▸ **Short task A**
In the commentary on reclining at the Passover meal, what four categories of people does the Gemara consider?

-- Start of Text block --

Wednesday, March 28, 2018

“Everyone” includes whom? — BT Pesachim 108a (part 2) — #101


A woman in her husband’s presence is not required to recline. But if she is a woman of importance she must recline. A son in his father's presence is required to recline. They [the rabbis] asked: What is the law concerning a disciple in his teacher’s presence? Come and learn: Abaye said, “When we were at the master’s [Rabbah bar Nachmani] academy, we would lean on each other's knees. When we came to R. Yosef’s academy he said to us, ‘You do not need to [recline, because] a student’s reverence for his teacher should be as great as his reverence for God.’” They challenged [the view that a student does not recline in the presence of his teacher from the following baraita]: A person reclines in the presence of everyone, even a student in the presence of his teacher. What was the baraita about? It concerned a carpenter’s apprentice. They asked: What is the law concerning a servant? Come and learn: R. Yehoshua b. Levi said, “A servant who ate an olive’s volume of matzah while reclining has fulfilled the obligation. If he reclined, yes [he fulfilled the obligation], but if he did not recline, no [he did not fulfilled the obligation]. Learn from this that he [the servant] is required to recline. Learn from this.

INTRODUCTION
Mishnah Pesachim 10:1 (see TMT #100) stipulates that everyone, even the least likely member of the community to have the means—a poor person— eats reclining on Passover night. Reclining, the posture of kings and aristocrats, enacts one’s freedom. However, according to the social mores of the period, one sits in the presence of a superior only with permission and after the superior is seated.

COMMENTARY
The Gemara considers four categories of people who, in the presence of someone who has authority over them, might be exempt from reclining: (A) women; (B) sons; (C) students; (D) servants.

(A) Women: Although the mishnah presumed that all are obligated to recline, the Gemara says that a woman in her husband’s presence is not required to recline unless she is considered prominent in her own right. This restriction is the invention of the Babylonian rabbis.
(B) Sons: Given a father’s authority over his son, the Gemara asks if a son ought to recline in the presence of his father. Unsurprisingly, the answer is yes. The son reclines because, like all Jews, he was redeemed from Egypt. Yet weren’t all women also redeemed from Egypt?

(C) Disciples: In the rabbinic value system, one owes one’s teacher even greater deference for teaching him Torah than one’s father, who gave him life. The Gemara reports, and then rejects, powerful anecdotal evidence: Abaye, who headed the academy at Pumbedita, recounts that when Rabbah bar Nachmani was the head, students adopted an intermediary posture, neither sitting upright nor fully reclining, by leaning on one another’s knees, thus paying respect to their teacher but only partially fulfilled the Mishnah’s requirement to recline. When R. Yosef succeeded Rabbah, he exempted the students from the obligation to recline on the basis of R. Elazar b. Shamua’s teaching that “a student’s reverence for his teacher should be as great as his reverence for God” (Pirkei Avot  4:15). The views of both Rabbah and R. Yosef are challenged with an earlier teaching that affirms that everyone reclines, even a student in the presence of his teacher—explicitly noting that here “teacher” refers to one who instructs him in a secular skill, such as carpentry, here applied to the master who teaches his student Torah. Yet somehow the ruling does not mitigate the previous exemption of women who are not deemed “important.”

-- End of Text block --
-- Start of Data --

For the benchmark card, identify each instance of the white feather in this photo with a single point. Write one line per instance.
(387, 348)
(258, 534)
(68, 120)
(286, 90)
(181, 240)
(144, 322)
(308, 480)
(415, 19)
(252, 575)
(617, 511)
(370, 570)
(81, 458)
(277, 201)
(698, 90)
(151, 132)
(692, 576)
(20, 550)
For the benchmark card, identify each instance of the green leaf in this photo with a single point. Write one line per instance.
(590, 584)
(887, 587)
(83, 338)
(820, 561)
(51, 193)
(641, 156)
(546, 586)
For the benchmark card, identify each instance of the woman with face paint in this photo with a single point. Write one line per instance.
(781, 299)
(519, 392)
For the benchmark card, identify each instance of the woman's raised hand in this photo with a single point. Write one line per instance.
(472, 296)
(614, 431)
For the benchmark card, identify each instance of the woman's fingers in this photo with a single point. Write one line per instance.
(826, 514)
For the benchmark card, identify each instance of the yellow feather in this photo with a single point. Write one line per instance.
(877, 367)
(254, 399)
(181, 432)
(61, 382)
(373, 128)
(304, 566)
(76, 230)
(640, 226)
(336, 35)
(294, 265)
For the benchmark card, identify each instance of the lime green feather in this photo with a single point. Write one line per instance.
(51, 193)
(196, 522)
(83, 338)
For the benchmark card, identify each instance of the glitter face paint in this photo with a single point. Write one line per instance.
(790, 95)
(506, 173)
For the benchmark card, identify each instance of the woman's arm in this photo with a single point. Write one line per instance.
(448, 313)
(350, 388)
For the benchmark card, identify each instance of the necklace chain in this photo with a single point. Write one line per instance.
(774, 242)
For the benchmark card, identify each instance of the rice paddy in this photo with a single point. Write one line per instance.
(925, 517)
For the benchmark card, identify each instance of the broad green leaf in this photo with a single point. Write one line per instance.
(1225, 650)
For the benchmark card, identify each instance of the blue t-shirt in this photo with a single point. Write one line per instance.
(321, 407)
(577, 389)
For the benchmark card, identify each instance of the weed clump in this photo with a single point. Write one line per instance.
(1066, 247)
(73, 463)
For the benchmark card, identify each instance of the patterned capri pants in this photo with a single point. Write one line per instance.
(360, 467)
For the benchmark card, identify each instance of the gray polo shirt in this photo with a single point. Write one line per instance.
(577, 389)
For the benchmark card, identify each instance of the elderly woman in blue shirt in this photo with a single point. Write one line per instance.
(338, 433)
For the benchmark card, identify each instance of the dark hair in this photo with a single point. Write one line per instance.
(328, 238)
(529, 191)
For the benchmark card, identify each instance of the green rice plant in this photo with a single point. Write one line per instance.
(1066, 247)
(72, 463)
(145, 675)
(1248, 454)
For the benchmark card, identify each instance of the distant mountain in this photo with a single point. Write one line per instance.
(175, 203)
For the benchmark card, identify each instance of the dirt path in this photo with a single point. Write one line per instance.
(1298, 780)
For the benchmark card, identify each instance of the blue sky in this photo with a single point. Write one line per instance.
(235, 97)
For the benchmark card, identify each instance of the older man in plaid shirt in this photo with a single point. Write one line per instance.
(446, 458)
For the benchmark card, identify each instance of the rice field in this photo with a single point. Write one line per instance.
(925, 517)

-- End of Data --

▸ **Short task B**
In the records, update the stretch from the line containing "For the benchmark card, identify each instance of the dark" through the line containing "(1298, 780)" by putting "gravel road" in place of "dirt path", and return only those lines.

▸ **Response A**
Women, sons, students, and servants.

▸ **Response B**
For the benchmark card, identify each instance of the dark hair in this photo with a single point. Write one line per instance.
(328, 238)
(529, 191)
For the benchmark card, identify each instance of the green rice plant in this photo with a single point. Write one line per instance.
(1066, 247)
(72, 463)
(145, 675)
(1248, 454)
For the benchmark card, identify each instance of the distant mountain in this photo with a single point. Write one line per instance.
(175, 203)
For the benchmark card, identify each instance of the gravel road in this photo with a single point. Write one line per instance.
(1298, 780)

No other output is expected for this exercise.